**Materials provided:**
---+---

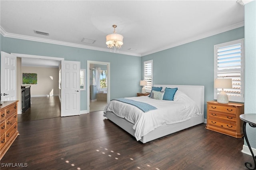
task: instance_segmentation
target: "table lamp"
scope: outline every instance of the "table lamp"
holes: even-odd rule
[[[147,85],[148,83],[147,81],[146,80],[141,80],[140,82],[140,85],[141,86],[143,86],[142,88],[141,89],[141,93],[145,94],[146,93],[146,88],[145,88],[145,86]]]
[[[222,89],[218,95],[217,102],[220,103],[228,103],[228,95],[224,92],[223,89],[232,88],[232,79],[216,79],[214,80],[214,88]]]

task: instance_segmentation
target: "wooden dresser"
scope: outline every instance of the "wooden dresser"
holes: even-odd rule
[[[2,101],[0,112],[0,160],[18,134],[17,107],[18,101]]]
[[[207,102],[207,129],[236,138],[244,136],[242,121],[239,118],[244,114],[244,105],[238,103],[219,103]]]

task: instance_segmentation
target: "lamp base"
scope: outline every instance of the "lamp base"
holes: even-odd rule
[[[228,103],[228,95],[223,90],[218,95],[217,102],[220,103]]]
[[[141,89],[141,93],[143,94],[145,94],[146,93],[146,88],[145,88],[145,86],[143,86],[142,88]]]

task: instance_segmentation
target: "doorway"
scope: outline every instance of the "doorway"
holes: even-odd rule
[[[103,111],[110,100],[110,63],[87,61],[87,108],[89,112]]]
[[[59,67],[58,68],[59,71],[61,71],[62,69],[63,69],[62,73],[64,73],[65,75],[65,78],[62,79],[61,81],[59,82],[60,84],[61,84],[61,88],[60,88],[58,90],[59,93],[58,93],[58,96],[57,96],[57,99],[59,99],[59,101],[60,102],[60,107],[61,109],[60,109],[60,114],[61,116],[72,116],[75,115],[78,115],[80,114],[80,86],[79,86],[79,75],[80,75],[80,62],[79,61],[64,61],[64,59],[62,58],[54,57],[51,57],[47,56],[42,56],[38,55],[30,55],[23,54],[18,53],[11,53],[8,54],[8,53],[2,52],[3,53],[4,55],[2,55],[2,51],[1,51],[1,59],[2,56],[4,55],[8,55],[9,56],[11,55],[15,58],[15,63],[16,63],[16,60],[19,60],[19,64],[16,64],[15,69],[17,70],[17,75],[15,74],[14,80],[17,80],[17,82],[15,81],[15,89],[17,89],[16,93],[15,93],[14,97],[15,99],[17,99],[19,100],[20,102],[18,103],[18,113],[19,115],[20,115],[22,112],[22,106],[21,106],[21,90],[20,87],[21,87],[22,83],[22,71],[21,71],[21,59],[22,58],[28,58],[28,60],[30,61],[31,61],[33,59],[37,59],[39,60],[36,63],[36,64],[45,64],[47,63],[47,61],[57,61],[59,63],[61,62],[61,64],[59,65]],[[4,62],[1,62],[1,67],[3,65],[4,65],[5,63]],[[70,65],[72,67],[70,67]],[[4,67],[4,66],[3,66]],[[70,69],[68,69],[70,68]],[[16,71],[15,71],[16,73]],[[56,77],[58,77],[58,79],[59,77],[59,71],[58,71],[58,75]],[[76,75],[75,78],[73,78],[73,76],[74,75]],[[2,76],[1,76],[2,77]],[[52,79],[53,77],[52,76],[48,76],[48,78]],[[74,81],[71,82],[68,80],[76,79],[76,85],[75,87],[74,85]],[[4,82],[4,81],[2,81]],[[43,84],[44,81],[43,82]],[[61,83],[62,82],[63,83]],[[42,82],[41,82],[42,83]],[[72,84],[72,86],[69,85],[69,84]],[[62,87],[64,85],[65,85],[65,86]],[[2,86],[1,86],[2,87]],[[60,86],[59,86],[60,87]],[[74,88],[75,88],[75,89]],[[73,93],[75,93],[75,94]],[[62,100],[61,100],[61,94],[62,94],[62,96],[64,96],[65,97],[63,97]],[[74,98],[74,96],[76,96],[77,97],[75,99]],[[66,97],[67,96],[71,96],[72,98],[70,99]],[[48,96],[49,97],[49,96]],[[56,98],[52,99],[52,101],[56,101]],[[58,103],[58,101],[57,102]],[[68,106],[68,105],[66,105],[67,103],[76,103],[77,106],[76,107],[74,106],[74,105],[72,106],[72,107],[70,107]],[[56,104],[53,104],[55,105]],[[51,105],[53,105],[51,104]],[[62,109],[62,107],[64,109]],[[74,109],[74,108],[76,107],[76,109]],[[46,107],[44,107],[45,108]],[[68,109],[70,109],[69,110]],[[72,111],[70,110],[72,109]],[[42,109],[43,110],[43,109]],[[62,113],[62,111],[64,111],[65,112]],[[64,114],[65,113],[68,113],[69,114]],[[62,115],[62,113],[63,113]]]

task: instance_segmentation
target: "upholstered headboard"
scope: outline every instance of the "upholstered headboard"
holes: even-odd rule
[[[165,87],[176,88],[180,90],[194,100],[198,107],[201,113],[204,111],[204,86],[202,85],[154,85],[154,87],[162,87],[162,91]]]

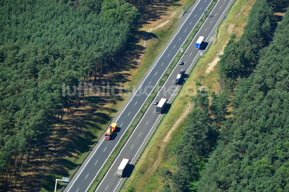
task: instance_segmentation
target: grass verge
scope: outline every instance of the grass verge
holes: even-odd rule
[[[207,9],[208,12],[210,12],[217,1],[217,0],[213,0],[212,1],[211,4],[209,6]],[[181,47],[184,50],[185,50],[188,46],[199,29],[205,21],[206,18],[206,15],[202,17],[199,22],[196,25],[196,27],[193,30],[191,34],[185,42],[185,43]],[[157,93],[160,91],[161,86],[165,82],[169,75],[172,71],[175,65],[177,64],[177,62],[180,59],[182,54],[182,53],[179,52],[175,57],[172,62],[171,63],[170,66],[167,69],[166,71],[160,80],[158,84],[155,88],[149,97],[148,97],[142,109],[137,114],[136,118],[132,123],[130,128],[127,131],[123,137],[121,138],[120,143],[112,152],[112,155],[109,158],[108,161],[105,163],[96,178],[92,184],[90,186],[88,191],[93,191],[96,189],[99,183],[104,177],[111,164],[117,156],[123,145],[128,139],[129,137],[132,133],[134,129],[136,127],[138,123],[144,112],[148,108],[153,99],[155,97]]]
[[[128,191],[129,189],[131,191],[162,191],[166,180],[169,179],[162,176],[162,172],[167,168],[173,172],[174,169],[173,150],[180,137],[181,123],[185,118],[183,117],[180,119],[179,117],[190,106],[190,96],[195,95],[197,88],[199,88],[196,85],[197,83],[200,82],[209,94],[216,90],[214,84],[218,67],[216,64],[218,56],[223,49],[220,48],[225,47],[232,33],[237,37],[242,33],[243,27],[247,21],[247,13],[255,1],[236,1],[227,15],[226,22],[222,23],[219,28],[216,43],[210,46],[196,63],[121,191]],[[175,124],[176,122],[178,123]]]

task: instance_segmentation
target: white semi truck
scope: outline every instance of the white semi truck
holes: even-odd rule
[[[129,162],[130,161],[128,158],[124,158],[121,161],[121,164],[118,166],[116,172],[116,176],[121,177],[125,172],[125,170],[128,166]]]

---+---

Collect and copy out, in full, each line above that contains the word "upholstered".

**Exercise result:**
target: "upholstered headboard"
scope: outline every instance of the "upholstered headboard"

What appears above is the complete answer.